### GIVEN RECORDS:
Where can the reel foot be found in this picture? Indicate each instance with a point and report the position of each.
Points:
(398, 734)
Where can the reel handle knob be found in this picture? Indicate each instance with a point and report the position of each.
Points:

### WORK REQUIRED:
Where a line above includes "Indicate", copy that line.

### ANSWER:
Where can the reel foot be found in this picture? Indicate each instance with a point and report the position of each.
Where can the reel handle knob be found in this picture? Indicate each instance with a point and report the position of each.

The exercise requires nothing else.